#### [Work to be completed]
Could you repeat all of the entries below, character for character?

#### [Data provided]
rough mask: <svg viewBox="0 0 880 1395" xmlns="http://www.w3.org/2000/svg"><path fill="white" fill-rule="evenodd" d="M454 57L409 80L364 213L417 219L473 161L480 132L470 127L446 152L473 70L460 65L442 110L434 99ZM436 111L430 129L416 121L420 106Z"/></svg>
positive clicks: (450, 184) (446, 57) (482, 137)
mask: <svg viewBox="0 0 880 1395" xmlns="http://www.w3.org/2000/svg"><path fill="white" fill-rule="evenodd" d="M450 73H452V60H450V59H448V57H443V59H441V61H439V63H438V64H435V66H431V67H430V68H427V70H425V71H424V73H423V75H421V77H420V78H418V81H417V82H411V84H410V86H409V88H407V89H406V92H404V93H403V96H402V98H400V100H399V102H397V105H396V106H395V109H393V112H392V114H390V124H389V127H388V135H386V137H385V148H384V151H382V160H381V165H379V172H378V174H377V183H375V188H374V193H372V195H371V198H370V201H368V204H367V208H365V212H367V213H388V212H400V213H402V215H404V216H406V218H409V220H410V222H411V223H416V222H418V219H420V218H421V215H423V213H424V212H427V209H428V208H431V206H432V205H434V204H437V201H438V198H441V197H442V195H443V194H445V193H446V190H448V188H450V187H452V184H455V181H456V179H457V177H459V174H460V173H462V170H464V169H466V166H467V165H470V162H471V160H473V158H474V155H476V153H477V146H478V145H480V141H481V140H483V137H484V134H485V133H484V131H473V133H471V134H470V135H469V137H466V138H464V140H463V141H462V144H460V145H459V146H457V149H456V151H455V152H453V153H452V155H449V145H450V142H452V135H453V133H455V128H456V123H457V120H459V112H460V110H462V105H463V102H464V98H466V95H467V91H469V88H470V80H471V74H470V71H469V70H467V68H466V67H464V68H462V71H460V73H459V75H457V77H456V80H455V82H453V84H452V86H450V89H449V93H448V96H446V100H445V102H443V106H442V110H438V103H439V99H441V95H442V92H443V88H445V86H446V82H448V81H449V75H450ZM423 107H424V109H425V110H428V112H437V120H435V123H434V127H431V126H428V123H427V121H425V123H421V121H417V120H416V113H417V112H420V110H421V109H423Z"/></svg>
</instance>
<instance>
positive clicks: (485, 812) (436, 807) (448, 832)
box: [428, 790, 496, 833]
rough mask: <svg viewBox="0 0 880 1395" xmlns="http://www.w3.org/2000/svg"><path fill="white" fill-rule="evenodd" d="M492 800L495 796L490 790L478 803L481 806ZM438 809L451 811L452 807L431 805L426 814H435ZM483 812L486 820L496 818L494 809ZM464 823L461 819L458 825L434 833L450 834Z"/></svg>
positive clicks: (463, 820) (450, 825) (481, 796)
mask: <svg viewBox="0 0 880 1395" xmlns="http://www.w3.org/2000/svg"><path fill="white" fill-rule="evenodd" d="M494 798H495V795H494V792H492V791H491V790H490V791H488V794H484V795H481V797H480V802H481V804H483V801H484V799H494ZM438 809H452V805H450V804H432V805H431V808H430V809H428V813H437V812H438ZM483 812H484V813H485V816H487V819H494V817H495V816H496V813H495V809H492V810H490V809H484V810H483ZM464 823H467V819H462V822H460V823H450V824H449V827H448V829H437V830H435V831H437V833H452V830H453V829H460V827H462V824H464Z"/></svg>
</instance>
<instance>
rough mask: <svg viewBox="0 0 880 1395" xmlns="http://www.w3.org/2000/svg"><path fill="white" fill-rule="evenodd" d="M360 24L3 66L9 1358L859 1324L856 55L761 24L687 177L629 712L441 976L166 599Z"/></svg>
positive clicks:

#### [Answer section]
rough mask: <svg viewBox="0 0 880 1395" xmlns="http://www.w3.org/2000/svg"><path fill="white" fill-rule="evenodd" d="M454 57L409 80L364 213L417 219L473 161L480 132L470 127L446 152L473 70L460 65L442 110L434 99ZM436 111L430 129L416 121L420 106Z"/></svg>
positive clicks: (450, 184) (446, 57) (482, 137)
mask: <svg viewBox="0 0 880 1395" xmlns="http://www.w3.org/2000/svg"><path fill="white" fill-rule="evenodd" d="M450 73H452V60H450V59H448V57H443V59H441V61H439V63H438V64H435V66H431V67H430V68H427V70H425V71H424V73H423V75H421V77H420V78H418V81H417V82H411V84H410V86H409V88H407V89H406V92H404V93H403V96H402V98H400V100H399V102H397V105H396V106H395V109H393V112H392V114H390V124H389V127H388V135H386V137H385V148H384V151H382V160H381V165H379V172H378V174H377V183H375V188H374V193H372V195H371V198H370V201H368V204H367V208H365V212H367V213H388V212H400V213H402V215H404V216H406V218H409V220H410V222H411V223H416V222H418V219H420V218H421V215H423V213H424V212H427V209H428V208H431V206H432V205H434V204H437V201H438V198H441V197H442V195H443V194H445V193H446V190H448V188H450V187H452V184H455V181H456V179H457V177H459V174H460V173H462V170H464V169H466V166H467V165H470V162H471V160H473V158H474V155H476V153H477V146H478V145H480V141H481V140H483V137H484V134H485V133H484V131H473V133H471V134H470V135H469V137H466V138H464V140H463V141H462V144H460V145H459V146H457V149H456V151H455V152H453V153H452V155H449V145H450V142H452V135H453V133H455V128H456V123H457V120H459V112H460V110H462V105H463V102H464V98H466V95H467V91H469V88H470V80H471V74H470V71H469V70H467V68H466V67H464V68H462V71H460V73H459V75H457V77H456V80H455V82H453V84H452V86H450V89H449V93H448V96H446V100H445V102H443V106H442V110H438V103H439V99H441V95H442V92H443V88H445V86H446V82H448V81H449V75H450ZM423 107H424V109H425V110H428V112H437V120H435V123H434V127H431V126H428V123H427V121H425V123H421V121H417V120H416V113H417V112H420V110H421V109H423Z"/></svg>
</instance>
<instance>
positive clicks: (485, 812) (436, 807) (448, 832)
box: [428, 790, 496, 833]
rough mask: <svg viewBox="0 0 880 1395" xmlns="http://www.w3.org/2000/svg"><path fill="white" fill-rule="evenodd" d="M492 800L495 796L490 790L478 803L481 806ZM438 809L451 811L452 807L431 805L426 814H435ZM483 812L486 820L496 818L494 809ZM464 823L461 819L458 825L434 833L450 834Z"/></svg>
positive clicks: (463, 820) (450, 825) (481, 796)
mask: <svg viewBox="0 0 880 1395" xmlns="http://www.w3.org/2000/svg"><path fill="white" fill-rule="evenodd" d="M494 798H495V795H494V792H492V791H491V790H490V791H488V794H484V795H481V797H480V802H481V804H483V801H484V799H494ZM438 809H452V805H450V804H432V805H431V808H430V809H428V813H437V812H438ZM483 812H484V813H485V816H487V819H494V817H495V816H496V813H495V809H492V810H490V809H484V810H483ZM464 823H467V819H462V822H460V823H450V824H449V827H448V829H437V830H435V831H437V833H452V830H453V829H460V827H462V824H464Z"/></svg>
</instance>
<instance>
rough mask: <svg viewBox="0 0 880 1395" xmlns="http://www.w3.org/2000/svg"><path fill="white" fill-rule="evenodd" d="M360 24L3 66L9 1358L859 1324L856 55L761 24L687 177L629 712L441 976L166 599Z"/></svg>
positive clicks:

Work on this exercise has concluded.